**WRITTEN PROBLEM A**
Collect every line of the records that contains the string "white", matching case exactly.

# NEW P.A.S.T STANDARDS FOR PARARESCUE



## txpj007 (Oct 18, 2011)

Meant to put this on here a little while ago.

Previous 1.5mi run 10:22 NEW 9:47
                6 Pull ups           NEW 10
                45 sit ups            NEW 54
                45 push ups        NEW 52
            500m swim 11:30  NEW 10:07


----------



## TLDR20 (Oct 18, 2011)

That is a lot of pullups for a fresh out of BCT dude.


----------



## Boon (Oct 18, 2011)

Do they do pullups in basic?


----------



## TH15 (Oct 18, 2011)

I took a few months off of doing pull ups this summer, went to a concert where the Marines had that pull up bar set up and did 16. I would think with as active as they are during basic, they could definitely do at least 10?


----------



## TLDR20 (Oct 18, 2011)

I don't know if the AF does but we did them in infantry basic. Never for a grade. We had to do them in SOPC but I think it was 7 to pass. SFAS we did them as well but I never knew what the standard was. 10 seems like a lot. I guess they need better guys starting the pipeline though. Good stuff.


----------



## TLDR20 (Oct 18, 2011)

TH15 said:


> I took a few months off of doing pull ups this summer, went to a concert where the Marines had that pull up bar set up and did 16. I would think with as active as they are during basic, they could definitely do at least 10?



I don't know. When I was in Basic I could easily knock out 20 going into the FTX, not doing them for a few weeks then doing them in Airborne I was definitely a lot weaker. AF basic is also not infantry AIT, so I do not know. I know I hate pullups now. But they are a definite indicator of total body strength in my eyes.


----------



## Hillclimb (Oct 18, 2011)

Love me some pull ups. The order that you listed the exercises, is that the order they are proctored? I remember when doing the navy pst for their specwar program, they did swim-push-sit-pullups-run. The run was a bitch at the end.


----------



## Jay (Oct 18, 2011)

I have a good friend currently int he Pararescue Pipeline, he's currently at MFF in San Diego. I remember him saying something about them allowing SOF candidates doing pullups during basic but that his PT dropped drastically during BMT. From what I remember the first 3 weeks at INDOC weren't "graded" from a eval standpoint, so those that were out were DOR or injury. So I guess you have time to get them back up? But I think there is a PAST test directly after basic so that's gotta be tough.

**RECORDS PROVIDED**
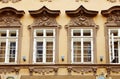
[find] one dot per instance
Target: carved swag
(81, 17)
(44, 17)
(113, 16)
(6, 1)
(10, 17)
(112, 1)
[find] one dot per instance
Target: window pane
(114, 32)
(12, 33)
(49, 32)
(87, 51)
(76, 33)
(2, 51)
(115, 58)
(49, 51)
(3, 34)
(39, 33)
(12, 53)
(77, 51)
(86, 32)
(39, 54)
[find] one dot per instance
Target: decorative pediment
(113, 1)
(10, 17)
(82, 0)
(45, 17)
(45, 0)
(13, 1)
(81, 17)
(113, 16)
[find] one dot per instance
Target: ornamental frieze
(81, 17)
(10, 17)
(81, 0)
(113, 1)
(45, 0)
(13, 1)
(9, 20)
(44, 17)
(112, 15)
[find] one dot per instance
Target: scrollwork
(82, 70)
(13, 1)
(43, 71)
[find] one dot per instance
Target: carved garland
(13, 1)
(43, 70)
(9, 70)
(45, 17)
(45, 0)
(9, 20)
(82, 0)
(10, 17)
(81, 17)
(82, 70)
(112, 1)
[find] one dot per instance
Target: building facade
(59, 39)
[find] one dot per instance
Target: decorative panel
(10, 17)
(13, 1)
(59, 77)
(44, 17)
(81, 17)
(113, 16)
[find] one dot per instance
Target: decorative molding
(82, 70)
(113, 1)
(45, 0)
(10, 17)
(43, 70)
(81, 17)
(45, 17)
(9, 70)
(113, 16)
(13, 1)
(82, 0)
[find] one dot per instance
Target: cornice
(44, 10)
(81, 10)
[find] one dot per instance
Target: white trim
(45, 39)
(81, 39)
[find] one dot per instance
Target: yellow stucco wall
(62, 20)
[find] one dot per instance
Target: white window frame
(7, 40)
(111, 47)
(44, 39)
(81, 39)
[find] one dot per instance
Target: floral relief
(13, 1)
(45, 0)
(112, 1)
(82, 0)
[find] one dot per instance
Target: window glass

**WRITTEN PROBLEM B**
Summarize the forum thread on Pararescue test standards in two sentences.

**EXERCISE OUTPUT A**
Target: white trim
Target: white window frame

**EXERCISE OUTPUT B**
A poster lists new Pararescue P.A.S.T. standards that raise the requirements to a 9:47 1.5-mile run, 10 pull-ups, 54 sit-ups, 52 push-ups and a 10:07 500m swim. Others discuss whether 10 pull-ups is a lot for someone fresh out of basic training: one says they did pull-ups in infantry basic but never for a grade, and another says a friend in the pipeline saw his PT drop drastically during BMT.